## Seitenauszug
# taz.de -- Soziologin über Kirche und Beziehungen: „Familie neu erfinden“
       
       > Die Soziologin Insa Schöningh hat ein umstrittenes Papier der
       > Evangelischen Kirche zu neuen Familienformen zu verantworten. Ein
       > Gespräch.
       
 (IMG) Bild: Ist auch Familie: Schwules Paar
       
       taz: Frau Schöningh, was ist aus Ihrer Sicht das Neue an dem
       Orientierungspapier der Evangelischen Kirche (EKD) zum Thema Familien? 
       
       Insa Schöningh: Das Neue ist, dass wir alle Familienformen, in denen
       Verantwortung übernommen wird, wertschätzen und das auch ausdrücken.
       
       Ist das nun ein „Kurswechsel“, wie Ihre Kollegin in der Kommission, die
       Soziologin Ute Gerhard, meint? Der Präses der EKD, Nikolaus Schneider, sagt
       ja das Gegenteil. 
       
       Ich würde es eher als Weiterentwicklung bezeichnen. Bisher wurde alles
       andere zwar auch akzeptiert, aber die wirklich „richtige“ Familie, die gab
       es dann doch nur mit Ehe. Das sagt die Evangelische Kirche nun so nicht
       mehr. Sie erkennt an, dass es auch andere Familien gibt, die nicht auf die
       Ehe gegründet sind, und gleichwohl gut für betreuungsbedürftige
       Familienangehörige sorgen können.
       
       Jürgen Schmude, der ehemalige Präses des EKD, hat kritisiert, dass die Ehe
       für die Protestanten nun kein Leitbild mehr sei. 
       
       Die Ehe bleibt ein Leitbild. Ehen zerbrechen nicht so schnell wie andere
       Partnerschaften und das ist für Kinder zum Beispiel von Vorteil.
       
       Aber Sie schreiben auch, dass in konfliktbeladenen Ehen die Trennung besser
       sein kann als das Zusammenbleiben. Das vertreten Ihre Familienberatungen
       seit jeher. Ist die EKD da einfach ehrlicher geworden? 
       
       Für mich ist es eher ein Verschieben des Fokus‘ auf die Kinder. Hinter dem
       Leitbild Ehe darf das Kindeswohl nicht mehr verschwinden. Dem Kindeswohl
       dient es nicht, wenn Eltern, die sehr zerstritten sind, zusammen bleiben.
       Das ist wissenschaftlich eindeutig belegt. Und wir können nicht das
       normative Bild der Ehe über den Menschen stellen.
       
       Ihre Kritiker finden es theologisch etwas dünn, nun noch die letzte
       Textstelle in der Bibel finden zu wollen, die etwas über Zärtlichkeit
       zwischen Männern sagt, um damit die Homoehe zu legitimieren. 
       
       Das überlasse ich gern den Theologen. Aber was auch ich in der Bibel finde,
       ist die Wertschätzung von Verlässlichkeit, Fürsorge und Bindung. Und diese
       Werte sehen wir eben auch bei nichtehelichen Beziehungen und bei
       homosexuellen Paaren.

## Gespeicherte Zeilen
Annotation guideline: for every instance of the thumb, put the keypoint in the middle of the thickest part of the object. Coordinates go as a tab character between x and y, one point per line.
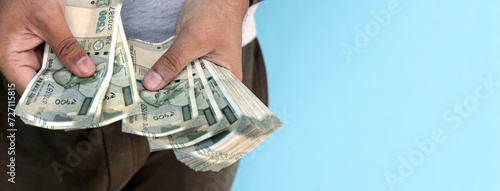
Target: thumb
56	33
186	48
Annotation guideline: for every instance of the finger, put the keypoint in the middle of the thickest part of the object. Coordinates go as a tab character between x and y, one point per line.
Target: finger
55	31
39	54
179	20
187	47
21	70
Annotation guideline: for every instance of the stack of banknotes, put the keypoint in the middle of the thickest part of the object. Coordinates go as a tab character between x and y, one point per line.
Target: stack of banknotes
206	115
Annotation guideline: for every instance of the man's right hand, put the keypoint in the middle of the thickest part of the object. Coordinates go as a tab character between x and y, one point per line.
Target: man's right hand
24	26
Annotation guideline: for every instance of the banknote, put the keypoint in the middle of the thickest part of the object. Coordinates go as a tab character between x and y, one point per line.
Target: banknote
164	112
213	120
56	97
121	97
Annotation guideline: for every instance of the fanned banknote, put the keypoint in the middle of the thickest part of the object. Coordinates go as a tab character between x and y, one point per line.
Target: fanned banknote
58	98
205	114
166	111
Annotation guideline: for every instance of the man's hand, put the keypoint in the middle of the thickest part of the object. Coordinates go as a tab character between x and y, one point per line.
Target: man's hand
207	28
24	26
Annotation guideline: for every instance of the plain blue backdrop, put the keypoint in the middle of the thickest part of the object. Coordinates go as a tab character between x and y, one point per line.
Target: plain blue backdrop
379	95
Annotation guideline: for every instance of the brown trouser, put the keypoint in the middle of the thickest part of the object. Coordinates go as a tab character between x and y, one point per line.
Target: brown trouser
105	158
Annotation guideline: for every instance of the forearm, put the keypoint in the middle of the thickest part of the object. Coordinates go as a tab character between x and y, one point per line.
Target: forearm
253	2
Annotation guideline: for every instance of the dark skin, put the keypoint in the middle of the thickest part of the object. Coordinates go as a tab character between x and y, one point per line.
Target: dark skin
210	29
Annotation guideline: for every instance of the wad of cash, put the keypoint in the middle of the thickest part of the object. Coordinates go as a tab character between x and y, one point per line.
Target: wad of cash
206	115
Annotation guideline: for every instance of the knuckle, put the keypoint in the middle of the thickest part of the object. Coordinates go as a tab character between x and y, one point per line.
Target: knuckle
66	47
170	62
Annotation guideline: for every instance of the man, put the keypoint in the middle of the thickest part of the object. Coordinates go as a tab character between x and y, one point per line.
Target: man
47	159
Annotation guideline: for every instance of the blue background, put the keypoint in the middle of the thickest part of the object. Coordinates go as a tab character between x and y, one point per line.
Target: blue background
347	124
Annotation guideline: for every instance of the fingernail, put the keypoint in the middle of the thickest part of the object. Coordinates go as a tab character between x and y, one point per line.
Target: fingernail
153	79
84	65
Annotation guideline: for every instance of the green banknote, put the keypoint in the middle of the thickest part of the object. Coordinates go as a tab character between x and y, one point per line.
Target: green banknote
57	98
166	111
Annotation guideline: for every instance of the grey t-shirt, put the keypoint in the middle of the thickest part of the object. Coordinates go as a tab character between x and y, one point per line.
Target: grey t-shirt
150	20
155	20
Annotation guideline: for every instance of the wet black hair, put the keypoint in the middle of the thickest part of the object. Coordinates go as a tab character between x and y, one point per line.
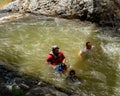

## Hinweise zur Übung
Beantworte kurz diese Fragen zum Interview mit Insa Schöningh:
1. Wie bezeichnet Schöningh das Papier lieber statt als „Kurswechsel“?
2. Wer ist laut dem Interview der Präses der EKD?
3. Welche drei Werte findet Schöningh in der Bibel?

## Lösung
1. Als Weiterentwicklung.
2. Nikolaus Schneider.
3. Verlässlichkeit, Fürsorge und Bindung.